*** Opening Given records ***
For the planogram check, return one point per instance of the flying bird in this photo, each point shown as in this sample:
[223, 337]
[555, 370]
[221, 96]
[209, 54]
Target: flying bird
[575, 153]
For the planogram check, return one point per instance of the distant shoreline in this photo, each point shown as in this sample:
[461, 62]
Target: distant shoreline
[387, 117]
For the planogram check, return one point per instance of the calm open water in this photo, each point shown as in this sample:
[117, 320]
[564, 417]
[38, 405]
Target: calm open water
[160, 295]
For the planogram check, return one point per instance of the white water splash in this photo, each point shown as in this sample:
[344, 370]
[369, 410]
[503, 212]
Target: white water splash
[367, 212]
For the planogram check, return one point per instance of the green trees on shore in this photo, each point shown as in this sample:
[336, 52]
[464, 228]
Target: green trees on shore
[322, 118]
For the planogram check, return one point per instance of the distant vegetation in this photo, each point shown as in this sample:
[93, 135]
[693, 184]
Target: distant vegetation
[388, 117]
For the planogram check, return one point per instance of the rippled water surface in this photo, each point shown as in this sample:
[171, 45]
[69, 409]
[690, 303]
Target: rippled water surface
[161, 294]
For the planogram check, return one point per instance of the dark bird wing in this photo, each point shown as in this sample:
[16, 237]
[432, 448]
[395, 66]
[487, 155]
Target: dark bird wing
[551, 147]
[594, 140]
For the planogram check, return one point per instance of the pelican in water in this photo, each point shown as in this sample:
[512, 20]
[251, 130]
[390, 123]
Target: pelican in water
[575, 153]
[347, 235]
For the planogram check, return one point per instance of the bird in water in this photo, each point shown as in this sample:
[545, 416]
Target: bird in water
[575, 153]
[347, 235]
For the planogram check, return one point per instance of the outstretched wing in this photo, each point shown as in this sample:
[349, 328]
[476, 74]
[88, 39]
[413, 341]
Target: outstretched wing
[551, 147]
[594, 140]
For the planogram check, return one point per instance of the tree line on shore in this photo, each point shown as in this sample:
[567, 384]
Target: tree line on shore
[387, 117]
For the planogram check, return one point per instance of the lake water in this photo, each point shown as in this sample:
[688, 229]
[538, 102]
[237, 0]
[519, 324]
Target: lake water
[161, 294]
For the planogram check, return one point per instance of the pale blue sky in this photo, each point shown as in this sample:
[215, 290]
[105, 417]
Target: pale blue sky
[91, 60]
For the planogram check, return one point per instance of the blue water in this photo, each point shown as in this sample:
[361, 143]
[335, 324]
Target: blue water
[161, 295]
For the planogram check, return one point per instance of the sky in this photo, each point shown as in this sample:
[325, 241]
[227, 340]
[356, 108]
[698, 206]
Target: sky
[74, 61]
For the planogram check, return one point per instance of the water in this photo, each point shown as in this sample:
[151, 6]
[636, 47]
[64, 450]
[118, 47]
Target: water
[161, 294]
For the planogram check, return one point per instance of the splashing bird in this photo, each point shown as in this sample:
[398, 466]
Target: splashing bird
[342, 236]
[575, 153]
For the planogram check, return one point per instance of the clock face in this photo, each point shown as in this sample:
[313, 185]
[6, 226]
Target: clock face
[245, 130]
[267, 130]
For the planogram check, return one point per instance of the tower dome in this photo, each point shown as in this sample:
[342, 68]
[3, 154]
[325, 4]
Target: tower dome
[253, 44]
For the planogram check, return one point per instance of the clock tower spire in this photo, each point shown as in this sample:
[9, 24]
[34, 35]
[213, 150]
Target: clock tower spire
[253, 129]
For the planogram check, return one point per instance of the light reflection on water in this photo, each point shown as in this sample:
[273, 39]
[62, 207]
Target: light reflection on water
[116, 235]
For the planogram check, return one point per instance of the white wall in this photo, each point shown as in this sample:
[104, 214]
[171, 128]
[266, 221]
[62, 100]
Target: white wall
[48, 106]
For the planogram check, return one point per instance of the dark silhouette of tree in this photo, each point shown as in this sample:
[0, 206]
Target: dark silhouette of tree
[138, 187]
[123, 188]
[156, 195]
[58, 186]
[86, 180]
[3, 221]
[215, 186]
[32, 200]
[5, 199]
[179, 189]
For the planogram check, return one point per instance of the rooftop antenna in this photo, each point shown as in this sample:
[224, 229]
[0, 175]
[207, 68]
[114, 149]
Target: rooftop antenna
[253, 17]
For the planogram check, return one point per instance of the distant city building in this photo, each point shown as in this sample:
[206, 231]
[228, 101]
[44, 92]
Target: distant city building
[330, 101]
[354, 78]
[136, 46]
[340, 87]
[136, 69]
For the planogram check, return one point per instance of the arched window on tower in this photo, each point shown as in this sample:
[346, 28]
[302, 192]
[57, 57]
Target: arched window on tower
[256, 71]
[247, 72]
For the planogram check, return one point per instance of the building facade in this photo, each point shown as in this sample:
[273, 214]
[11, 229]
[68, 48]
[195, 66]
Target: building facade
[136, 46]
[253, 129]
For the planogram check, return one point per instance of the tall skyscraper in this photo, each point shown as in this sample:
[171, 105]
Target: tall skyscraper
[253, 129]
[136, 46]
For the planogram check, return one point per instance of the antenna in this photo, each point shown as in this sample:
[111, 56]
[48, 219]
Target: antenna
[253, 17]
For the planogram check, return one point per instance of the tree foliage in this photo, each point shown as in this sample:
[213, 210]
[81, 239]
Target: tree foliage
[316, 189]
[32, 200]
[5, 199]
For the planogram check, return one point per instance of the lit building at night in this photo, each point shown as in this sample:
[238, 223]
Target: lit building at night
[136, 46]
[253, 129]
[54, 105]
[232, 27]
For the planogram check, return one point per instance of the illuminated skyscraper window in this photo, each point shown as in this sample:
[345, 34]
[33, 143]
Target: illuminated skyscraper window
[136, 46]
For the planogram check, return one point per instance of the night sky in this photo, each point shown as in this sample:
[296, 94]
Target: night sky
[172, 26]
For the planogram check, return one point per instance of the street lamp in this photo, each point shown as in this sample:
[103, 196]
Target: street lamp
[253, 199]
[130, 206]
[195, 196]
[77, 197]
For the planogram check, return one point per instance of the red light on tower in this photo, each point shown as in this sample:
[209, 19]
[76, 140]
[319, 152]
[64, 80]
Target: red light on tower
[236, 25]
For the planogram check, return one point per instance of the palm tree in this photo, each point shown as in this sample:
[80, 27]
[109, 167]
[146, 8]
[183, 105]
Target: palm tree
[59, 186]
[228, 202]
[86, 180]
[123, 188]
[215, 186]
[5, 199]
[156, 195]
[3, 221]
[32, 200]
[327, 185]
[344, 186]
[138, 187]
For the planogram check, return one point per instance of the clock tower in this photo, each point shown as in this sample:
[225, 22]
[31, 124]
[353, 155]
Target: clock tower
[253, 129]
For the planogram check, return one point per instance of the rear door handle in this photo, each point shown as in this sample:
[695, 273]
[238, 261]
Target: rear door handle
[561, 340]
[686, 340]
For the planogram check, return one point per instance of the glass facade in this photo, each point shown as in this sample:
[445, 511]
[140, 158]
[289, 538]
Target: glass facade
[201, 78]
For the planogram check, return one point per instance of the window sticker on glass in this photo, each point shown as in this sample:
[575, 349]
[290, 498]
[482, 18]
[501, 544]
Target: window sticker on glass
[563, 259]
*** Closing Given records ***
• **Activity**: Faithfully copy every entry, leaving nothing out.

• **Answer section**:
For the planogram check, return one point per instance of the flying bird in this photo, each point shown as in this sample:
[223, 337]
[555, 370]
[221, 96]
[209, 54]
Target: flying bird
[575, 153]
For the planogram check, return one point per instance of the distant shoreline in this photo, each point shown as in this sample:
[461, 62]
Target: distant shoreline
[387, 117]
For the planogram check, return one point per instance of the calm open water in this photo, each point shown as in this sample:
[117, 320]
[564, 417]
[38, 405]
Target: calm open water
[160, 295]
For the planogram check, return one point per instance of the white water splash in this photo, each point shown as in this sample:
[344, 370]
[369, 410]
[503, 212]
Target: white water splash
[367, 212]
For the planogram check, return one point per instance of the green trees on shore in this photo, each point shown as in this sample:
[336, 52]
[464, 228]
Target: green trees on shore
[322, 118]
For the planogram check, return one point per instance of the distant vegetation in this photo, each point shown as in this sample:
[93, 135]
[693, 184]
Target: distant vegetation
[388, 117]
For the planogram check, return one point per instance of the rippled water surface in this photo, each point shown as in this sample:
[171, 45]
[69, 409]
[690, 303]
Target: rippled water surface
[161, 294]
For the planogram check, return one point per instance of the dark bird wing in this photo, each point shown as in this sample:
[16, 237]
[432, 448]
[395, 66]
[487, 155]
Target: dark bird wing
[551, 147]
[594, 140]
For the planogram check, return one point per instance of the pelican in water in this photo, each point shown as in this sample:
[512, 20]
[251, 130]
[390, 123]
Target: pelican in water
[575, 153]
[347, 235]
For the planogram check, return one point per instance of the bird in water in this photo, each point shown as in this sample:
[545, 416]
Target: bird in water
[575, 153]
[347, 235]
For the planogram check, return one point per instance of the outstretched wing in this photo, each point shown as in this sample:
[349, 328]
[476, 74]
[88, 39]
[413, 341]
Target: outstretched wing
[551, 147]
[594, 140]
For the planogram check, return one point per instance of the tree line on shore in this photo, each point shown as in this sample:
[567, 384]
Target: tree line on shore
[387, 117]
For the planogram check, return one point per instance of the lake water in this photo, each point shown as in this sample:
[688, 229]
[538, 102]
[237, 0]
[519, 324]
Target: lake water
[161, 294]
For the planogram check, return one point per instance of the pale blue sky in this photo, each point shown as in this sample:
[215, 290]
[105, 417]
Target: pale blue sky
[91, 60]
For the planogram check, return one point per instance of the blue water in this photo, each point shown as in this sample:
[361, 143]
[335, 324]
Target: blue water
[161, 295]
For the planogram check, return one point per instance of the sky in this photo, each point shown as in this sample:
[325, 241]
[227, 340]
[356, 108]
[698, 206]
Target: sky
[74, 61]
For the planogram check, return one point per instance of the water in this photo, each point shown as in this sample:
[151, 6]
[636, 47]
[64, 450]
[118, 47]
Target: water
[161, 294]
For the planogram check, return one point per instance of the splashing bird in this photo, each point shown as in this sample:
[398, 466]
Target: splashing bird
[342, 236]
[575, 153]
For the planogram check, return one point per instance of the clock face in this photo, each point shown as in this sample:
[313, 185]
[6, 226]
Target: clock face
[245, 130]
[267, 130]
For the planogram check, return one point per instance of the tower dome in this photo, each point shown as in this sample:
[342, 68]
[3, 154]
[325, 4]
Target: tower dome
[253, 44]
For the planogram check, return one point per instance of the clock tower spire in this photo, each point shown as in this sample:
[9, 24]
[34, 35]
[213, 150]
Target: clock tower spire
[253, 129]
For the planogram check, return one point per instance of the light reflection on water in this photo, each point shown as in this sample:
[273, 39]
[62, 207]
Target: light reflection on water
[116, 235]
For the planogram check, return one point per instance of the white wall in this photo, each point shown as in this sample:
[104, 214]
[171, 128]
[266, 221]
[62, 100]
Target: white wall
[48, 106]
For the planogram check, return one point per instance of the dark silhouette of tree in this photo, each point shown as in this sample:
[0, 206]
Target: dark silhouette of tree
[138, 187]
[123, 188]
[156, 195]
[58, 186]
[86, 180]
[3, 221]
[215, 186]
[32, 200]
[5, 199]
[179, 189]
For the planogram check, return one point per instance of the rooftop antenna in this photo, each point shown as in this sample:
[224, 229]
[0, 175]
[207, 68]
[114, 149]
Target: rooftop antenna
[253, 17]
For the planogram check, return one point per instance of the distant city building in this photo, each point shown as in this sample:
[206, 231]
[228, 101]
[44, 92]
Target: distant city building
[330, 101]
[354, 78]
[136, 46]
[340, 87]
[136, 69]
For the planogram check, return one point per instance of the arched window on tower in this photo, each point shown as in this sample:
[346, 28]
[302, 192]
[57, 57]
Target: arched window on tower
[256, 71]
[247, 72]
For the planogram check, return one point per instance of the building facade in this photo, each point shown as in this sample:
[273, 214]
[11, 229]
[68, 48]
[195, 66]
Target: building facade
[136, 46]
[253, 129]
For the planogram check, return one point per instance of the tall skyscraper in this photo, each point shown as in this sample:
[171, 105]
Target: tall skyscraper
[253, 129]
[136, 46]
For the planogram check, return one point per instance of the antenna in this photo, each point shown as in this sample:
[111, 56]
[48, 219]
Target: antenna
[253, 17]
For the planogram check, return one point per instance of the tree foliage in this photo, each point shown as in this sample:
[213, 210]
[81, 239]
Target: tree foliage
[316, 189]
[32, 200]
[5, 199]
For the planogram check, return one point per instance of the lit building at night in this photo, each point shown as in this sample:
[238, 223]
Target: lit building at night
[136, 46]
[253, 129]
[54, 105]
[232, 27]
For the planogram check, return one point per instance of the illuminated skyscraper window in this photo, each point shown as in this sample:
[345, 34]
[33, 143]
Target: illuminated skyscraper window
[136, 46]
For the planogram check, return one point per instance of the night sky in this photo, each point shown as in this sample:
[296, 94]
Target: night sky
[172, 26]
For the planogram check, return one point per instance of the street lamp in this photo, each point shown as in this sample:
[103, 196]
Target: street lamp
[253, 199]
[130, 206]
[195, 196]
[77, 197]
For the planogram check, return one point per instance of the red light on tower in this photo, each point shown as in this sample:
[209, 19]
[76, 140]
[319, 152]
[64, 80]
Target: red light on tower
[236, 25]
For the planogram check, return one point per instance of the palm tree in this photo, each point shown as in this sample:
[80, 27]
[109, 167]
[146, 8]
[183, 105]
Target: palm tree
[59, 186]
[228, 202]
[86, 180]
[123, 188]
[215, 186]
[5, 199]
[156, 195]
[3, 221]
[32, 200]
[327, 185]
[344, 186]
[138, 187]
For the planogram check, return one point per instance of the clock tower in this photo, each point shown as in this sample:
[225, 22]
[31, 124]
[353, 155]
Target: clock tower
[253, 129]
For the planogram check, return one point per instance of the rear door handle in this photo, each point shown as in this sample:
[695, 273]
[238, 261]
Target: rear door handle
[561, 340]
[686, 340]
For the planogram check, return one point per instance of the glass facade in this photo, each point shown as in this sample:
[445, 511]
[140, 158]
[289, 538]
Target: glass facade
[201, 78]
For the planogram check, return one point per instance of the window sticker on glass in this photo, each point shown as in this sample:
[575, 349]
[290, 498]
[482, 18]
[501, 544]
Target: window sticker on glass
[563, 259]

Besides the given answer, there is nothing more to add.